## EXCERPTED PASSAGE:

The word ya (雅) was used during the Zhou dynasty to refer to a form of song-texts used in court and collected in Shijing.[1] The term yayue itself first appeared in the Analects,[2][3] where yayue was considered by Confucius to be the kind of music that is good and beneficial, in contrast to the popular music originated from the state of Zheng which he judged to be decadent and corrupting.[4][5] Yayue is therefore regarded in the Confucian system as the proper form of music that is refined, improving, and essential for self-cultivation, and one that can symbolize good and stable governance.[6][7] It means the kind of solemn ceremonial music used in court, as well as ritual music in temples including those used in Confucian rites. In a broader sense, yayue can mean a form of Chinese music that is distinguishable from the popular form of music termed suyue (俗樂) or "uncultivated music", and can therefore also include music of the literati such as qin music.[8][9]

The court yayue has largely disappeared from China, although there are modern attempts at its reconstruction.[10] In Taiwan yayue is performed as part of a Confucian ceremony, and in China in a revived form as entertainment for tourists. Other forms of yayue are still found in parts of East Asia, notably the gagaku in Japan, aak in Korea, and nhã nhạc in Vietnam. Although the same word is used in these countries (but pronounced differently), the music does not necessarily correspond to Chinese yayue. The Korean aak however preserved elements of Song dynasty yayue long lost in China.[4][11]



According to tradition, yayue was created by the Duke of Zhou under commission from King Wu of Zhou, shortly after the latter's conquest of Shang. Incorporated within yayue were elements of shamanistic or religious traditions, as well as early Chinese folk music. Dance was also closely associated with yayue music, each yayue pieces may have a ceremonial or ritual dance associated with it. The most important yayue piece of the Zhou dynasty were the Six Great Dances, each associated with a legendary or historical figure - Yunmen Dajuan (雲門大卷), Daxian (大咸), Daqing (大磬, or Dashao 大韶), Daxia (大夏), and Dahu (大濩), Dawu (大武).[12][13][14]

The Book of Rites records a number of situations where yayue might be performed. These included ceremonies in honour of Heaven and Earth, the gods or the ancestors. There were also detailed rules on the way they were to be performed at diplomatic meetings. Yayue was also used in outdoor activities, such as aristocratic archery contests, during hunting expeditions, and after the conclusion of a successful military campaign. Yayue was characterised by its rigidity of form. When performed, it was stately and formal, serving to distinguish the aristocractic classes. It was sometimes also accompanied by lyrics. Some of these are preserved in the Book of Songs.

## STORED ROWS:
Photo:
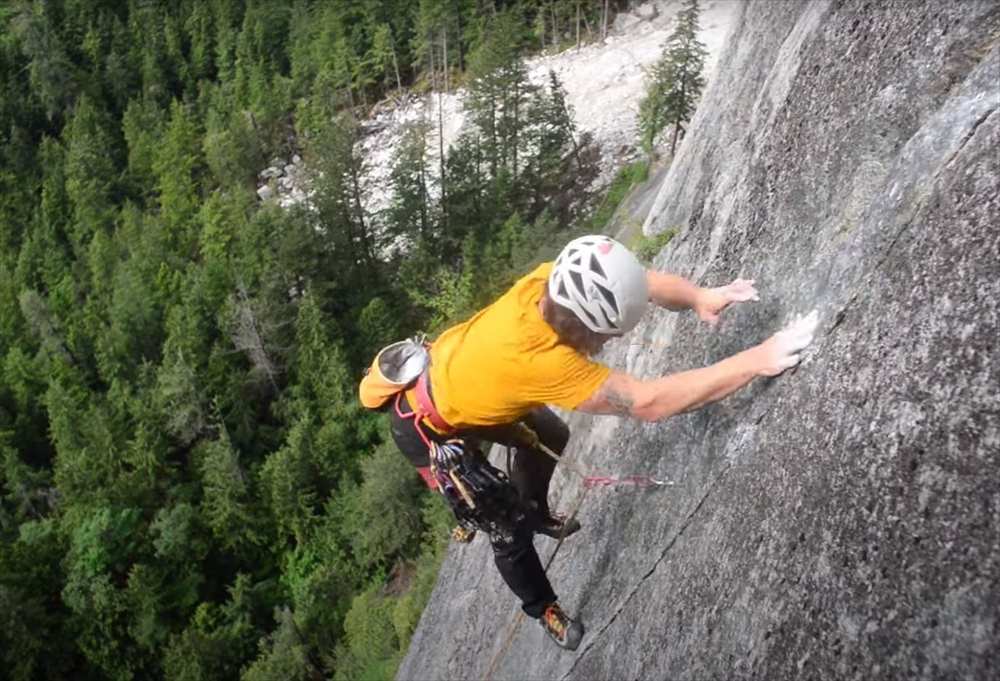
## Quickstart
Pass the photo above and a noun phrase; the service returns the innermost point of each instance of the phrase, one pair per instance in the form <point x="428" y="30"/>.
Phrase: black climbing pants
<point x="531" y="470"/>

---

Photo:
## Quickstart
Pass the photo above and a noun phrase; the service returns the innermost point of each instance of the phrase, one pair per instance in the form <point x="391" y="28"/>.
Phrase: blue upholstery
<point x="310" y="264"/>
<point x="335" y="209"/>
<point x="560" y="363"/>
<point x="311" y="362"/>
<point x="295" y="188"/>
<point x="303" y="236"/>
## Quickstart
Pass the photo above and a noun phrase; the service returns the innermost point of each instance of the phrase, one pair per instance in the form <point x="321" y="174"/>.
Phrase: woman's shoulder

## STATED TASK 1:
Answer these three questions using the passage on yayue:
(a) Which state did the popular music that Confucius judged decadent come from?
(b) As part of what is yayue performed in Taiwan?
(c) According to tradition, who created yayue, and at whose commission?
## STATED TASK 2:
Carry on the passage on yayue, starting after its final sentence.

## TASK OUTPUT 1:
(a) The state of Zheng.
(b) A Confucian ceremony.
(c) The Duke of Zhou, commissioned by King Wu of Zhou.

## TASK OUTPUT 2:
With the decline of the importance ceremony in the interstate relations of the Spring and Autumn period, so did yayue. Confucius famously lamented the decline of classical music and the rites. Marquess Wen of Wei was said to prefer the popular music of Wey and Zheng to the ancient court music, listening to which he may fall asleep.[15][16]

Much of the yayue of the Zhou dynasty continued into the Qin dynasty. However, some pieces appeared to have been lost or were no longer performed by the Han dynasty, and the content and form of yayue was modified in this as well as the succeeding dynasties. During the Tang dynasty components of popular music were added to yayue.[2] However, the dominant form of music in the Sui and Tang court was the entertainment music for banquets called yanyue (燕樂),[17] and the term yayue became reserved for the music of Confucian rituals used in temples of the Imperial Family and the nobility as well as in Confucian temples.[18]

During the Song dynasty, with Neo-Confucianism becoming the new orthodoxy, Yayue was again in ascendancy with major development, and a yayue orchestra in this era consisted of over 200 instrumentalists.[19] Two important texts from the Song dynasty describing yayue performances are Zhu Xi's Complete Explanation of the Classic of Etiquette and Its Commentary (儀禮經傳通解) and Collection of Music (樂書) by Chen Yang (陳暘).[20] In 1116, a gift of 428 yayue instruments as well as 572 costumes and dance objects was given to Korea by Emperor Huizong upon request by the Emperor Yejong of Goryeo.[21] As a result, elements of Song dynasty yayue music such as melodies are still preserved in Korea.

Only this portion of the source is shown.